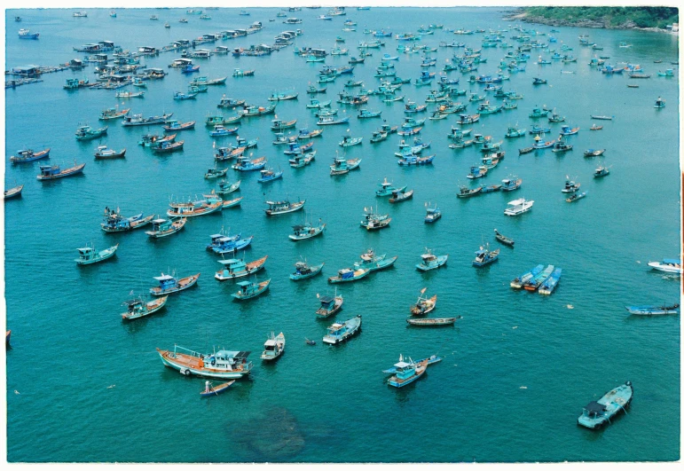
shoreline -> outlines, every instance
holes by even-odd
[[[636,29],[639,31],[649,31],[652,33],[668,33],[672,35],[679,35],[679,32],[672,32],[670,29],[663,29],[661,27],[639,27],[633,26],[630,22],[624,23],[617,26],[607,25],[603,21],[595,21],[592,20],[580,20],[578,21],[570,21],[568,20],[551,20],[547,18],[539,16],[530,16],[525,12],[515,12],[510,16],[503,18],[505,21],[523,21],[525,23],[536,23],[539,25],[554,26],[554,27],[594,27],[603,29]]]

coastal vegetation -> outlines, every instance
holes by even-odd
[[[679,9],[664,6],[532,6],[523,8],[523,13],[525,21],[593,27],[664,29],[679,22]]]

» **What is being asked**
Rewrite the records above, changing "every instance" to "all instances" and keeping every other word the same. Omit the pictures.

» **Output of the exercise**
shoreline -> outlines, all instances
holes by even-odd
[[[636,29],[639,31],[649,31],[652,33],[668,33],[672,35],[679,35],[679,32],[672,32],[670,29],[663,29],[661,27],[639,27],[633,26],[630,22],[624,23],[617,26],[607,25],[603,21],[595,21],[592,20],[580,20],[578,21],[570,21],[568,20],[551,20],[547,18],[539,16],[530,16],[525,12],[515,12],[510,16],[503,18],[505,21],[523,21],[525,23],[536,23],[539,25],[554,26],[554,27],[594,27],[603,29]]]

coastal vegetation -> outlines, all instances
holes by even-odd
[[[679,9],[664,6],[532,6],[523,8],[523,13],[525,21],[593,27],[664,29],[679,22]]]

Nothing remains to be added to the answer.